Qué hermoso el ejercicio del Sacerdocio
de Cristo que podemos ejercer y realizar desde nuestra vida de cada día.
Pensemos además lo importante es que la Iglesia toda se sienta pueblo
sacerdotal, en esa participación del sacerdocio de Cristo, para que sea la que
dirija en verdad ese cántico de alabanza de toda la creación al Creador.
Y por supuesto cuando estamos hoy
celebrando el sacerdocio de Cristo tenemos muy presente a todos aquellos que
han hecho de su vida una especial consagración al Señor para vivir ese
sacerdocio en su función ministerial desde el Sacramento del Orden Sacerdotal
que han recibido. Es una participación más especial del Sacerdocio de Cristo
que los convierte en pastores y guías de la comunidad cristiana con Cristo,
Buen Pastor, pero que en función de su ministerio tienen también la misión de
congregar al pueblo de Dios para que ejerzan ese sacerdocio en la ofrenda de la
Iglesia y en la celebración de los Sacramentos que de manera especial nos van a
hacer presente a Cristo por la acción del Espíritu.
•••
== TAREAS POR RESOLVER ==
A - Repite tal cual todo lo que va en el texto sobre el sacerdocio de Cristo desde "Qué hermoso el" hasta "creación al Creador.".
B - Resume en una lista breve el párrafo del texto sobre el sacerdocio de Cristo que empieza con "Y por supuesto cuando estamos hoy", sin perder sus ideas principales.
C - Según el texto sobre el sacerdocio de Cristo, ¿desde qué sacramento viven su sacerdocio ministerial quienes se han consagrado al Señor?

== DATOS REGISTRADOS ==
•••
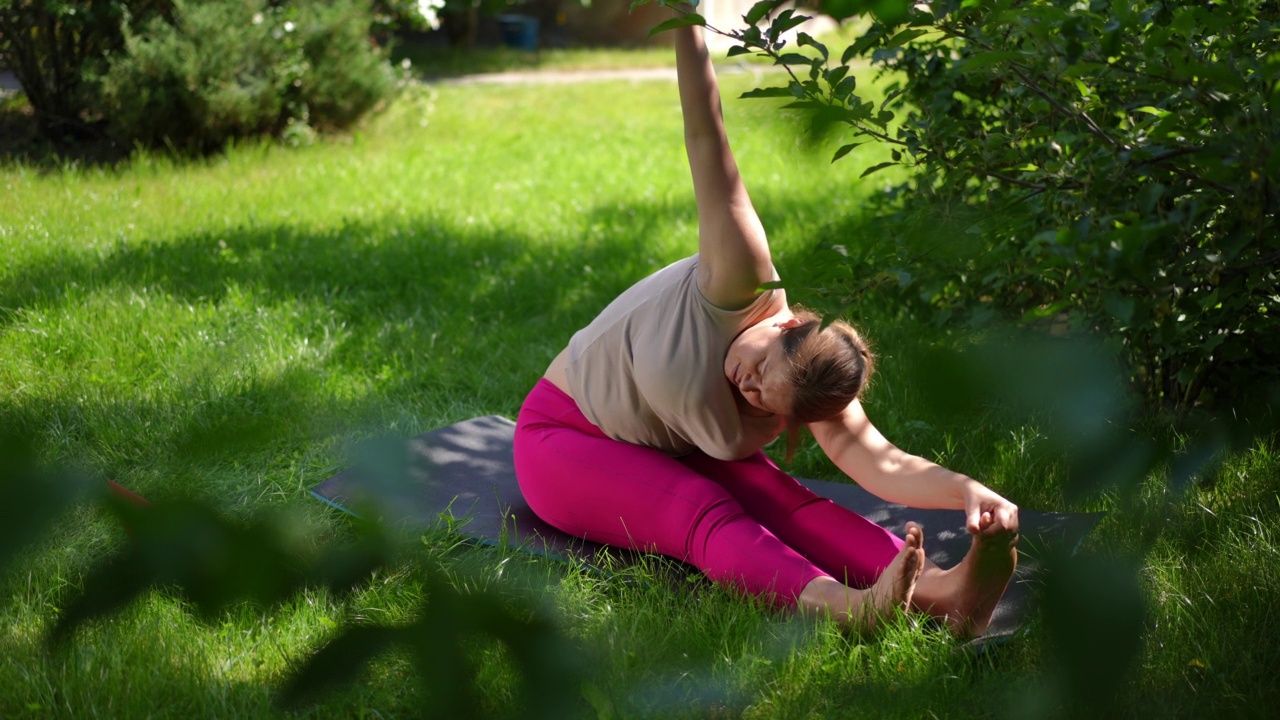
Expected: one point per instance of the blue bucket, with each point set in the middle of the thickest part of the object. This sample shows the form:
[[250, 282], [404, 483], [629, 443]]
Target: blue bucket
[[519, 31]]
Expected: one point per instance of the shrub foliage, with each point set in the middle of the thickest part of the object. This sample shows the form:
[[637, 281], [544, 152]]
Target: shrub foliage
[[193, 76], [1093, 165], [237, 68], [50, 45]]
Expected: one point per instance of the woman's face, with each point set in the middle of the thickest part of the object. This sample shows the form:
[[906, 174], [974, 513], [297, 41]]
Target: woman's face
[[757, 365]]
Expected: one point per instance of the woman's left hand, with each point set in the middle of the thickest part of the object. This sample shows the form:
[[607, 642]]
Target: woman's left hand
[[988, 514]]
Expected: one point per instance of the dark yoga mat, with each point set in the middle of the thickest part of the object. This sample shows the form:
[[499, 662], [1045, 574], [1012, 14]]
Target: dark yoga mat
[[465, 472]]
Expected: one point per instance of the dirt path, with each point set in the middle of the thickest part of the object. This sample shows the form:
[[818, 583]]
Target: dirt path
[[563, 77]]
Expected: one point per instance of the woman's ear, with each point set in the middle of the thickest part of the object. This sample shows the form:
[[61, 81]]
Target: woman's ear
[[790, 323]]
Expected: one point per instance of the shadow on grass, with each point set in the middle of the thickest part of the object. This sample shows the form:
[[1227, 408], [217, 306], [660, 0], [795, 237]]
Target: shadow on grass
[[430, 318]]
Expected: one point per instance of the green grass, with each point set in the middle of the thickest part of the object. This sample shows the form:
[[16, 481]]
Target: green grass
[[228, 329], [434, 62]]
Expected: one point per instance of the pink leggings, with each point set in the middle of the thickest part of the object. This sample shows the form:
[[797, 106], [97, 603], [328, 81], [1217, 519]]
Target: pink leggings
[[745, 523]]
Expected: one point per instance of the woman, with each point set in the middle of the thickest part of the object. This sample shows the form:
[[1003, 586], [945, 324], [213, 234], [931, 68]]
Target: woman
[[645, 432]]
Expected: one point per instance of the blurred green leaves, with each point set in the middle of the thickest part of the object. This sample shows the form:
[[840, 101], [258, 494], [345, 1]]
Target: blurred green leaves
[[214, 564], [1111, 168], [33, 496]]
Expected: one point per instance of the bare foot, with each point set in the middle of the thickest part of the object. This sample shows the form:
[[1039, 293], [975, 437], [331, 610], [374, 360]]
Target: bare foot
[[894, 588], [983, 575]]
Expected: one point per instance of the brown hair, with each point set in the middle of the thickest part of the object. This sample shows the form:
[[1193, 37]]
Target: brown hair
[[830, 367]]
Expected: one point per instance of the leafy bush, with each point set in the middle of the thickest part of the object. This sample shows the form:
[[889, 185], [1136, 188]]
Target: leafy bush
[[236, 68], [1088, 165], [50, 44]]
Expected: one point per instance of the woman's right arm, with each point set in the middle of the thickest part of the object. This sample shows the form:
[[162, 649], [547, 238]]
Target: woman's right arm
[[734, 253]]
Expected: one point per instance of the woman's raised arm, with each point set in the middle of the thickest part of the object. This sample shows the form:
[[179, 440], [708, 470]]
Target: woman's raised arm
[[885, 470], [734, 253]]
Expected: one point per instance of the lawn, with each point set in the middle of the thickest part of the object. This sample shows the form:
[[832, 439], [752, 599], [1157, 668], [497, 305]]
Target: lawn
[[228, 331]]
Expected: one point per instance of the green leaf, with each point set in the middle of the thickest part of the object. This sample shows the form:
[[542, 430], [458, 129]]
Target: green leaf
[[905, 36], [673, 23], [804, 39], [862, 45], [785, 22], [760, 9], [768, 92], [845, 149], [794, 59], [876, 169], [986, 59], [845, 87], [804, 105]]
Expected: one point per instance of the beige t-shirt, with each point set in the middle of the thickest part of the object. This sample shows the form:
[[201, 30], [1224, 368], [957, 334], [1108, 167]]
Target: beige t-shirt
[[650, 369]]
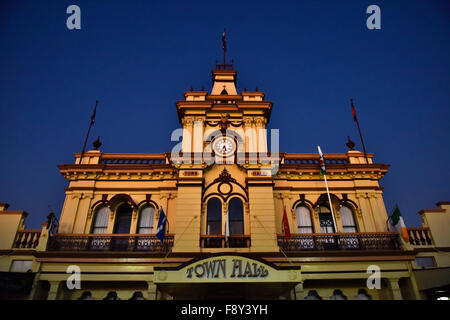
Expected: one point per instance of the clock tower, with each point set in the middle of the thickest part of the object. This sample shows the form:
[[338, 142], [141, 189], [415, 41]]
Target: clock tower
[[224, 122]]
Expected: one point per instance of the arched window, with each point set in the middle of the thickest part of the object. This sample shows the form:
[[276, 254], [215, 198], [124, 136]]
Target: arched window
[[362, 295], [214, 216], [146, 219], [101, 220], [236, 216], [338, 295], [326, 220], [348, 222], [303, 219], [123, 219], [313, 295]]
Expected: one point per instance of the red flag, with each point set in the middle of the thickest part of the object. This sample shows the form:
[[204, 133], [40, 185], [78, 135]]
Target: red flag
[[286, 230], [354, 112]]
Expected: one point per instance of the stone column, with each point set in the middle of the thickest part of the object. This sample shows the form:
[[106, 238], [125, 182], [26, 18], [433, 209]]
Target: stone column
[[186, 144], [198, 135], [54, 290], [300, 293], [262, 135], [396, 294], [248, 131], [151, 290]]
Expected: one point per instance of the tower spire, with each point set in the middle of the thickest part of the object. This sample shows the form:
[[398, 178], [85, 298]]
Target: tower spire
[[224, 46]]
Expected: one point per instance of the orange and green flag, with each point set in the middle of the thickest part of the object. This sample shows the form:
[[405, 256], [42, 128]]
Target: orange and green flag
[[399, 223]]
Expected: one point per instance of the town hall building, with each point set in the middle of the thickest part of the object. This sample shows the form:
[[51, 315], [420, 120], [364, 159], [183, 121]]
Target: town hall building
[[224, 194]]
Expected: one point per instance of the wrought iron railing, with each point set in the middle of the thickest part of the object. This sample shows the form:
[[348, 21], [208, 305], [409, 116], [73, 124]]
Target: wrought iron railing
[[314, 159], [339, 241], [27, 239], [109, 242], [219, 241], [154, 159], [420, 236]]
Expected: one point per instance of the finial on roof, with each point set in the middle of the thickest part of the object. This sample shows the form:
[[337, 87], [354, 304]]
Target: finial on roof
[[97, 143], [350, 144]]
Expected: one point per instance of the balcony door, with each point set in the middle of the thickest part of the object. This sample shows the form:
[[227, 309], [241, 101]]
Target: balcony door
[[123, 219], [326, 220]]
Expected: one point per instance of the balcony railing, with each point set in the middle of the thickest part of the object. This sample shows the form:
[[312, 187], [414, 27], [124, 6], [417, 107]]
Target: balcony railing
[[27, 239], [219, 241], [154, 159], [339, 241], [109, 242], [420, 236], [294, 158]]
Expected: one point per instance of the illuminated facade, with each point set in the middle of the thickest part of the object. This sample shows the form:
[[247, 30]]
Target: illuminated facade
[[225, 173]]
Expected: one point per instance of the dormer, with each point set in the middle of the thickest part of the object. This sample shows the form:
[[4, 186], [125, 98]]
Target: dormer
[[224, 82]]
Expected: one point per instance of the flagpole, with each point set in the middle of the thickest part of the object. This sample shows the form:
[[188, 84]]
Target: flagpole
[[359, 130], [328, 192], [89, 130]]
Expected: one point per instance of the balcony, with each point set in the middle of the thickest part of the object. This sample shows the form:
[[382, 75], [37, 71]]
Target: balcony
[[420, 236], [218, 241], [27, 239], [339, 241], [109, 242]]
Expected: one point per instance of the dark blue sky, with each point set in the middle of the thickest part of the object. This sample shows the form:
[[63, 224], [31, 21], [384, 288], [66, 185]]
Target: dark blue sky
[[309, 57]]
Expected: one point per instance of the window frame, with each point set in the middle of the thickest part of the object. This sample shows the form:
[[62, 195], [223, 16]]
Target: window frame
[[220, 216], [354, 226], [94, 220], [152, 223], [242, 220], [311, 226]]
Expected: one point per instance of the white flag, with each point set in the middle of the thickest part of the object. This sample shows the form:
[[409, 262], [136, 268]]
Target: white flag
[[227, 227]]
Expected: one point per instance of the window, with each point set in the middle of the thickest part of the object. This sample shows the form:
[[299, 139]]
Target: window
[[425, 262], [101, 220], [313, 295], [338, 295], [326, 220], [362, 295], [123, 219], [236, 218], [86, 295], [146, 219], [214, 216], [21, 266], [348, 222], [304, 220]]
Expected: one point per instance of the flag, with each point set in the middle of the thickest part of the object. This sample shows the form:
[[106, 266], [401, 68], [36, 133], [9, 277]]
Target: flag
[[224, 41], [354, 111], [321, 162], [286, 230], [93, 114], [227, 227], [161, 230], [399, 224]]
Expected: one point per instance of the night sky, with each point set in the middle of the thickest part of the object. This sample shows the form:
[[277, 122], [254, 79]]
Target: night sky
[[309, 57]]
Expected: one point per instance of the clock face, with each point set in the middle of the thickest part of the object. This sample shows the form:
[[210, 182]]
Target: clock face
[[224, 146]]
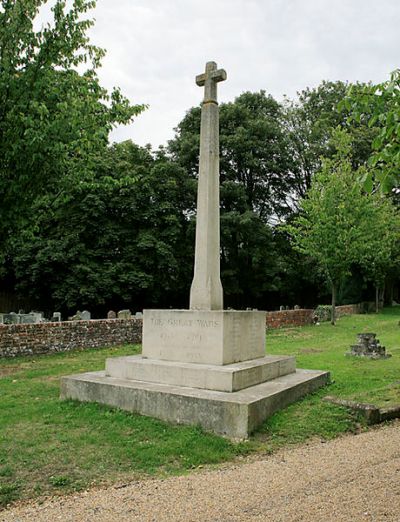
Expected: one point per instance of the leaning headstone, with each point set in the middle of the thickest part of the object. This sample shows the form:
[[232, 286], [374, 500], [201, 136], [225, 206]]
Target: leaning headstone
[[85, 315], [124, 314], [368, 346], [27, 319], [11, 318], [37, 317], [205, 365]]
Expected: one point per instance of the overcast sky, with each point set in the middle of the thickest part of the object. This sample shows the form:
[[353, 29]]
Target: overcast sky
[[155, 48]]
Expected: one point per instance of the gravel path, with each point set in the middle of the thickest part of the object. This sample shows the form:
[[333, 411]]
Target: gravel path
[[354, 478]]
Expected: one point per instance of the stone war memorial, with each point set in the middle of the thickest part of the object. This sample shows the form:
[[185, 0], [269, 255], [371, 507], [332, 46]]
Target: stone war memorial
[[203, 366]]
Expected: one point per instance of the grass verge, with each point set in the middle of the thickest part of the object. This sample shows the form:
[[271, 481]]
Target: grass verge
[[52, 447]]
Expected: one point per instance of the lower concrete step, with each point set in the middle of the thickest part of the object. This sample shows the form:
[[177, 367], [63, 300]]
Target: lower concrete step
[[228, 378], [234, 415]]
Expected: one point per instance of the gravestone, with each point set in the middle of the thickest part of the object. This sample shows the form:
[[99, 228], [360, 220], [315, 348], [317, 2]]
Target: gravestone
[[368, 346], [85, 315], [27, 319], [11, 318], [124, 314], [204, 365]]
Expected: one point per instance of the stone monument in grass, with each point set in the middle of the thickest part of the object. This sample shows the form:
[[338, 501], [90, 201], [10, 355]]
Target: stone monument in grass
[[205, 365]]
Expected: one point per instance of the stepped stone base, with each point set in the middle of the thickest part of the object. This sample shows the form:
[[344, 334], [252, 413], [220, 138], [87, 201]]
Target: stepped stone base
[[233, 414], [229, 378]]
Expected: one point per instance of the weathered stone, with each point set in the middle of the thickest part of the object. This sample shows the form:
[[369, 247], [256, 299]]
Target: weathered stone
[[86, 316], [206, 337], [205, 365], [206, 289], [52, 337], [368, 346], [228, 378], [124, 314]]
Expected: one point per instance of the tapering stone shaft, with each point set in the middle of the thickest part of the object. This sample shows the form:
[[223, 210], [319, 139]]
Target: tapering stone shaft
[[206, 290]]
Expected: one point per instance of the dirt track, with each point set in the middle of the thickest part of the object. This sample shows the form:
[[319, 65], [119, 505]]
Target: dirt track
[[354, 478]]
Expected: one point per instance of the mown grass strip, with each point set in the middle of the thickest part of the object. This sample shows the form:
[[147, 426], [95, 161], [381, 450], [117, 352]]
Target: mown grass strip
[[48, 446]]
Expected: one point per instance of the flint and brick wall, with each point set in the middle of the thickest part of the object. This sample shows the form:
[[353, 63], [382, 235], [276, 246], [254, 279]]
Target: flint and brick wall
[[347, 310], [304, 316], [286, 318], [33, 339]]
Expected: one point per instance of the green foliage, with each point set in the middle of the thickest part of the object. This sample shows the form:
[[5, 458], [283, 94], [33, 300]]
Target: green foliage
[[56, 447], [336, 222], [310, 121], [121, 237], [255, 164], [54, 120], [379, 107]]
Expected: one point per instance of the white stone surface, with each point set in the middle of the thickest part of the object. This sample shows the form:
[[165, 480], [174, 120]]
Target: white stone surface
[[235, 415], [228, 378], [204, 337], [206, 290]]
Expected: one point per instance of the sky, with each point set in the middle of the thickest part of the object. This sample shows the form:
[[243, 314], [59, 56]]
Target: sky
[[155, 48]]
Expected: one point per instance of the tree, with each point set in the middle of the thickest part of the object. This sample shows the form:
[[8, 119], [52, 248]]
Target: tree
[[118, 240], [54, 120], [381, 251], [310, 121], [255, 185], [255, 160], [333, 226], [379, 107]]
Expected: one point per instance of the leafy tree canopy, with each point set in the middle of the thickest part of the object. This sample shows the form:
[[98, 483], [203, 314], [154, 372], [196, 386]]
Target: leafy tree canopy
[[54, 119], [379, 107], [336, 221]]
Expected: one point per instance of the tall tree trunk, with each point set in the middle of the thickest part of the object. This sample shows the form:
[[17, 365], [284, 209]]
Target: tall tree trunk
[[333, 312]]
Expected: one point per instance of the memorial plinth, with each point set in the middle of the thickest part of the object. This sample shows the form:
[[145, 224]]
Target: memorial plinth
[[204, 366]]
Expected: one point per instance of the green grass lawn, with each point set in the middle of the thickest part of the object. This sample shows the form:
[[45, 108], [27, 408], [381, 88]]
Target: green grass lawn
[[49, 447]]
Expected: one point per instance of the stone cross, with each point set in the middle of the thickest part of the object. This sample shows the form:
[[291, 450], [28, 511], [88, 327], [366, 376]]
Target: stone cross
[[206, 289]]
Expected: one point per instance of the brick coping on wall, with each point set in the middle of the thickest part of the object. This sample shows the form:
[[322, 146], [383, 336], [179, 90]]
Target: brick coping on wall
[[41, 338]]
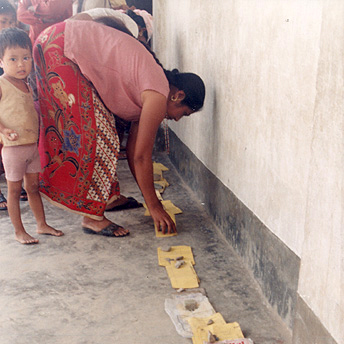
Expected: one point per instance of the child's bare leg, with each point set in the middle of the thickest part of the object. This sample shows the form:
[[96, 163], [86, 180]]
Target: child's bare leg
[[13, 195], [36, 205]]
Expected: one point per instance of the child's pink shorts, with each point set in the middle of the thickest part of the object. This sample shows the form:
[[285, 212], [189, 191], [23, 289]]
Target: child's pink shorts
[[19, 160]]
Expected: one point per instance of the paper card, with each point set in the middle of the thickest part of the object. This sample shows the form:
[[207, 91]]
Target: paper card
[[157, 166], [183, 277], [196, 323], [175, 252], [223, 332], [159, 234], [169, 207]]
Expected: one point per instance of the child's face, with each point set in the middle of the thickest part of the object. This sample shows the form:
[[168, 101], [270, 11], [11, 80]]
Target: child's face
[[17, 62], [6, 20]]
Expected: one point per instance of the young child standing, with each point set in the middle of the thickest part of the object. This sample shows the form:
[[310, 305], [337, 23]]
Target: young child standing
[[19, 132], [8, 18]]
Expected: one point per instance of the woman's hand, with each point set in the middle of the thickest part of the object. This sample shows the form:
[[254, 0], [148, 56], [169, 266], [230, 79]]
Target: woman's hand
[[162, 220]]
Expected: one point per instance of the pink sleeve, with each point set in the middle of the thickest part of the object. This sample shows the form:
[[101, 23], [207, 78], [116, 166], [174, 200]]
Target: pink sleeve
[[53, 9]]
•••
== LOS RESULTADOS ==
A -
Qué hermoso el ejercicio del Sacerdocio
de Cristo que podemos ejercer y realizar desde nuestra vida de cada día.
Pensemos además lo importante es que la Iglesia toda se sienta pueblo
sacerdotal, en esa participación del sacerdocio de Cristo, para que sea la que
dirija en verdad ese cántico de alabanza de toda la creación al Creador.

B -
- Al celebrar hoy el sacerdocio de Cristo, se tiene presente a quienes han consagrado su vida al Señor.
- Ellos viven ese sacerdocio en su función ministerial desde el Sacramento del Orden Sacerdotal.
- Es una participación más especial del sacerdocio de Cristo que los hace pastores y guías de la comunidad cristiana con Cristo, Buen Pastor.
- También tienen la misión de congregar al pueblo de Dios para que ejerza su sacerdocio en la ofrenda de la Iglesia y en la celebración de los Sacramentos, que hacen presente a Cristo por la acción del Espíritu.

C - Desde el Sacramento del Orden Sacerdotal.